● THE TASK: Print out the entries below with no edits.

● PROVIDED RECORDS:

========================================

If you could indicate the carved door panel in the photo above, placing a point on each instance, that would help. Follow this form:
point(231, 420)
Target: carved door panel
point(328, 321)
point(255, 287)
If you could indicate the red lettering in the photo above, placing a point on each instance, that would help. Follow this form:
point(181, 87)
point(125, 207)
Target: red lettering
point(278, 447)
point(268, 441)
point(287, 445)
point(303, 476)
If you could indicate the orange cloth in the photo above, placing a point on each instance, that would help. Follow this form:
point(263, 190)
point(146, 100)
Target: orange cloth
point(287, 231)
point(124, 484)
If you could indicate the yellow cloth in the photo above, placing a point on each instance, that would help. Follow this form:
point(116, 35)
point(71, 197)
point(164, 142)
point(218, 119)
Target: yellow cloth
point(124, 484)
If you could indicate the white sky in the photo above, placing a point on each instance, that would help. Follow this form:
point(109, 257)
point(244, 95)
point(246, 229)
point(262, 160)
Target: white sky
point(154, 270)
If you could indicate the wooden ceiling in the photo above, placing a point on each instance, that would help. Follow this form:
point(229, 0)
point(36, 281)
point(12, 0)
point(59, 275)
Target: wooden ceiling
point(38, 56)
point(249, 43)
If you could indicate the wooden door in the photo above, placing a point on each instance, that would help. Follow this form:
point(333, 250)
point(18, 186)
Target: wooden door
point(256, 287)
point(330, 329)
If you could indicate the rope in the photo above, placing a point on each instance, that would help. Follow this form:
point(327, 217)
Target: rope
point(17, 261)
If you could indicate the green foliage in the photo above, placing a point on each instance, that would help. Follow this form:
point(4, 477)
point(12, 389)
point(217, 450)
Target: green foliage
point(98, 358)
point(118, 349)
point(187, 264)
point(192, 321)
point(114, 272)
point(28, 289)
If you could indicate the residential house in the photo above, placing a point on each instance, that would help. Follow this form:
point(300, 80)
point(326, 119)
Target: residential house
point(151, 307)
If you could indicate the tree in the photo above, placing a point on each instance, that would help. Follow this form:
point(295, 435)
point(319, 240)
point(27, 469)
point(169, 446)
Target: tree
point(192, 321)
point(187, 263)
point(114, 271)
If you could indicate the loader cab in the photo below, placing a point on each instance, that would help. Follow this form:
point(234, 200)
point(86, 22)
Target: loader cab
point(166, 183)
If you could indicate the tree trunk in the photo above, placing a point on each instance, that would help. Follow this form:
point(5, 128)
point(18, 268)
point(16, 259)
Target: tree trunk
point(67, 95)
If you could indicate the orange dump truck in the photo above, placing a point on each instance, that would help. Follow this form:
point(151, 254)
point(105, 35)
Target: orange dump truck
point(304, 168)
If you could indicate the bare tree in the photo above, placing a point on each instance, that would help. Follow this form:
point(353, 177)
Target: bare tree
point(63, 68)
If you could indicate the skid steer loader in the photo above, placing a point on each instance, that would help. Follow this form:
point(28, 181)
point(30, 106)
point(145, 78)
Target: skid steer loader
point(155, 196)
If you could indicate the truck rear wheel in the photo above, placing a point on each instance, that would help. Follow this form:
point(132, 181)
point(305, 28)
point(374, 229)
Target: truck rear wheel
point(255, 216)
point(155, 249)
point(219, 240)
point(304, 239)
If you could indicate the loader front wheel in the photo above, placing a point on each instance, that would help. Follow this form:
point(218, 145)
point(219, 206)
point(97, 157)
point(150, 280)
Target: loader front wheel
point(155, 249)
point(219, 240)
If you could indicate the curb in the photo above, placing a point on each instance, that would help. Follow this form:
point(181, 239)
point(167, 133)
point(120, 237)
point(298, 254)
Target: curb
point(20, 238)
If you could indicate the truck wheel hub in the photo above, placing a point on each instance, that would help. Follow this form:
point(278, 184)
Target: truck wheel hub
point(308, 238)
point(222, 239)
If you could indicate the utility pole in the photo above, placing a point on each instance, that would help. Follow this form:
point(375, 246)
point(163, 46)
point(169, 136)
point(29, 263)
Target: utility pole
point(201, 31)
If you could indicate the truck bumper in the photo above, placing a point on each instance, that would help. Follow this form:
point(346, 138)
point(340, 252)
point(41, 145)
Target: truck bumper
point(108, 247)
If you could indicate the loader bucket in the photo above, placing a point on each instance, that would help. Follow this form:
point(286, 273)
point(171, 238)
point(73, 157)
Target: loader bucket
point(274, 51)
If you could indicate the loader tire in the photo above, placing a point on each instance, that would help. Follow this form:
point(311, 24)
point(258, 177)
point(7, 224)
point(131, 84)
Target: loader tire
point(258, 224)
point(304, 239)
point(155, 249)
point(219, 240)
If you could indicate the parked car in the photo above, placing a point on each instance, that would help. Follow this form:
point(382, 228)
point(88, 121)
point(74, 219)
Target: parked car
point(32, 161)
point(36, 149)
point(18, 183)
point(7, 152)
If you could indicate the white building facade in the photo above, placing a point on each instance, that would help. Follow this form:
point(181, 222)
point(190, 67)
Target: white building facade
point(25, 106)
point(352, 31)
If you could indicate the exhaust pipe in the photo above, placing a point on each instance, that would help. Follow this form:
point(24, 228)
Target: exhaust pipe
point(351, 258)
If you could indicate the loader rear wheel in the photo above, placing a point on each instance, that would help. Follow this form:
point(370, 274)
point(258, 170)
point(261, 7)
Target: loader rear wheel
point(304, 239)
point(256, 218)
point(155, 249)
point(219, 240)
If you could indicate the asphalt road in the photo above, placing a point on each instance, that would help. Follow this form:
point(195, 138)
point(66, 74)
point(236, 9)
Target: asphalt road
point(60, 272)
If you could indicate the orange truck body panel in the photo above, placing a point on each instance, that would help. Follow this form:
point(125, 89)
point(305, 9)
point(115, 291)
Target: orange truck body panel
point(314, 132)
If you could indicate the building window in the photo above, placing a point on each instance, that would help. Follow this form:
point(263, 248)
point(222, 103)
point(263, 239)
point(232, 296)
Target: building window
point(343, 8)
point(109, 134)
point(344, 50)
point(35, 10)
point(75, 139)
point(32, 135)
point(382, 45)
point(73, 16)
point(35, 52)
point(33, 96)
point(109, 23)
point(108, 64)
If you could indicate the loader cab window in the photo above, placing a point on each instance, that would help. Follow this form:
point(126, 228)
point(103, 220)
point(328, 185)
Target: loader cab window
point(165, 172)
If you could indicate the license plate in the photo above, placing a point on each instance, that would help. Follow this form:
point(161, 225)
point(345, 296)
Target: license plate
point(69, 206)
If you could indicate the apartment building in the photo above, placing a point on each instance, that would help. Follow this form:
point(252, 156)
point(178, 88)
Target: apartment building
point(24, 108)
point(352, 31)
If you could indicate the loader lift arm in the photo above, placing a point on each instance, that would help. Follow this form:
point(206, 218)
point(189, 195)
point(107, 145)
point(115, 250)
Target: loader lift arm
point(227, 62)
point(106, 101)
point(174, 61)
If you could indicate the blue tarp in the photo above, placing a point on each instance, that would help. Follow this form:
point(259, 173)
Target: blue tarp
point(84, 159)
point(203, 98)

========================================

● ANSWER SPACE:
If you could indicate the carved door panel in the photo above, placing a point on each instance, that would help. Follow this form:
point(231, 420)
Target: carved door panel
point(328, 321)
point(255, 287)
If you could indicate the red lettering in the photo above, placing a point on each instance, that would help. Follow this form:
point(181, 87)
point(125, 207)
Target: red lettering
point(278, 447)
point(268, 441)
point(287, 445)
point(303, 476)
If you could indicate the orange cloth in the photo above, placing a point on each instance, that would help. Follow this form:
point(263, 190)
point(146, 100)
Target: orange cloth
point(287, 231)
point(124, 484)
If you could indicate the yellow cloth in the photo above, placing a point on each instance, that would help. Follow this form:
point(116, 35)
point(71, 197)
point(164, 142)
point(218, 119)
Target: yellow cloth
point(124, 484)
If you could indicate the white sky in the photo above, placing a point on each instance, that would help. Follow this form:
point(109, 257)
point(244, 95)
point(246, 229)
point(262, 160)
Target: white sky
point(154, 270)
If you could indicate the wooden ceiling in the photo above, placing a point on each instance, that would help. Follow this form:
point(229, 0)
point(36, 281)
point(12, 0)
point(59, 275)
Target: wooden ceiling
point(38, 56)
point(249, 43)
If you could indicate the wooden door in the photo above, placing a point on each instance, that would help. Follow this form:
point(333, 250)
point(18, 186)
Target: wooden door
point(256, 287)
point(330, 329)
If you could indicate the rope in the photo above, placing a point on each instance, that would help. Follow this form:
point(327, 217)
Target: rope
point(17, 261)
If you could indicate the green foliage in the photo above, placing a point on each instance, that would help. Follow this form:
point(4, 477)
point(12, 389)
point(217, 450)
Target: green foliage
point(98, 358)
point(118, 349)
point(187, 264)
point(192, 321)
point(114, 272)
point(28, 289)
If you could indicate the residential house in the photo above, placing a point on each instance, that would help. Follow this form:
point(300, 80)
point(326, 119)
Target: residential house
point(151, 307)
If you could indicate the tree in the photo above, placing a point on each instance, that would help. Follow this form:
point(295, 435)
point(319, 240)
point(27, 469)
point(169, 446)
Target: tree
point(192, 321)
point(187, 263)
point(114, 271)
If you could indicate the loader cab in the photo below, placing a point on each instance, that would help. Follow this form:
point(234, 200)
point(86, 22)
Target: loader cab
point(166, 183)
If you could indicate the tree trunk in the photo above, placing a point on each instance, that would help. Follow this form:
point(5, 128)
point(18, 268)
point(16, 259)
Target: tree trunk
point(67, 95)
If you could indicate the orange dump truck in the photo above, placing a point on each instance, that would help. Follow this form:
point(151, 254)
point(105, 35)
Target: orange dump truck
point(304, 168)
If you could indicate the bare tree in the photo above, placing a point on each instance, that would help. Follow this form:
point(353, 177)
Target: bare tree
point(63, 68)
If you could indicate the skid steer loader in the photo above, placing a point on each instance, that would help. Follow this form:
point(28, 181)
point(30, 106)
point(145, 78)
Target: skid steer loader
point(155, 196)
If you could indicate the truck rear wheel in the photo above, placing a point on each instance, that would help. Follow this form:
point(132, 181)
point(305, 28)
point(374, 229)
Target: truck rear wheel
point(255, 216)
point(155, 249)
point(219, 240)
point(304, 239)
If you could indicate the loader front wheel in the photo above, placing a point on each instance, that would help. Follow this form:
point(218, 145)
point(219, 206)
point(97, 157)
point(150, 280)
Target: loader front wheel
point(155, 249)
point(219, 240)
If you could indicate the curb in the photo above, placing a point on each instance, that would help. Follow this form:
point(181, 239)
point(167, 133)
point(120, 237)
point(298, 254)
Target: curb
point(20, 238)
If you could indicate the truck wheel hub in the photo above, placing a point on each instance, that would help. Follow this form:
point(278, 184)
Target: truck wheel hub
point(308, 238)
point(222, 239)
If you could indicate the utility pole in the photo above, placing a point on each instance, that would help. Follow this form:
point(375, 246)
point(163, 46)
point(169, 136)
point(29, 263)
Target: utility pole
point(201, 31)
If you could indicate the truck bumper in the photo above, placing a point on each instance, that would help. Follow this form:
point(346, 138)
point(340, 252)
point(41, 145)
Target: truck bumper
point(108, 247)
If you could indicate the loader bucket in the photo above, placing a point on each instance, that would help. Follow this form:
point(286, 273)
point(171, 238)
point(73, 157)
Target: loader bucket
point(274, 51)
If you could indicate the loader tire in the photo above, placing a point on each instance, that would help. Follow this form:
point(311, 24)
point(258, 177)
point(7, 224)
point(131, 84)
Target: loader tire
point(258, 224)
point(304, 239)
point(155, 249)
point(219, 240)
If you could indicate the parked car in the photo above, placing a point on each instance, that would help. Follow this form:
point(382, 228)
point(88, 121)
point(74, 219)
Target: parked car
point(32, 161)
point(36, 149)
point(18, 183)
point(7, 152)
If you could indicate the white building facade in the photo above, placing a point on each instance, that would help. Follow this form:
point(181, 222)
point(190, 67)
Target: white building facade
point(25, 106)
point(352, 31)
If you could indicate the exhaust pipe in the photo above, placing a point on each instance, that would help. Follow this form:
point(24, 228)
Target: exhaust pipe
point(351, 258)
If you could indicate the loader rear wheel in the photo above, placing a point on each instance, that would help. Follow this form:
point(370, 274)
point(258, 170)
point(261, 7)
Target: loader rear wheel
point(304, 239)
point(256, 218)
point(155, 249)
point(219, 240)
If you could indicate the asphalt road in the photo above, placing a point on each instance, that would help. Follow this form:
point(195, 138)
point(66, 74)
point(236, 9)
Target: asphalt road
point(60, 272)
If you could indicate the orange truck body panel in the photo above, placing a point on each instance, that would help. Follow this form:
point(125, 89)
point(305, 9)
point(115, 291)
Target: orange truck body panel
point(314, 132)
If you could indicate the building window in the photo above, placing a point on each instance, that would help. Follow this form:
point(263, 248)
point(222, 103)
point(263, 239)
point(232, 296)
Target: building window
point(343, 8)
point(109, 134)
point(344, 50)
point(35, 10)
point(75, 139)
point(32, 135)
point(382, 45)
point(73, 16)
point(35, 52)
point(33, 96)
point(109, 23)
point(108, 64)
If you could indicate the loader cab window in the photo above, placing a point on each instance, that would help. Follow this form:
point(126, 228)
point(103, 220)
point(328, 185)
Target: loader cab window
point(165, 172)
If you could indicate the license plate in the photo above, placing a point on each instance, that would help. Follow this form:
point(161, 225)
point(345, 296)
Target: license plate
point(69, 206)
If you could indicate the apartment building in the photo above, placing a point on each instance, that would help. Follow this form:
point(252, 156)
point(178, 88)
Target: apartment building
point(24, 108)
point(352, 31)
If you could indicate the loader lift arm in the photo above, placing a point on each instance, that would help. Follow this form:
point(206, 218)
point(189, 195)
point(107, 145)
point(115, 250)
Target: loader lift arm
point(227, 62)
point(106, 101)
point(174, 61)
If you could indicate the blue tarp in the photo above, placing a point on each instance, that would help. Follow this form:
point(259, 173)
Target: blue tarp
point(84, 159)
point(203, 98)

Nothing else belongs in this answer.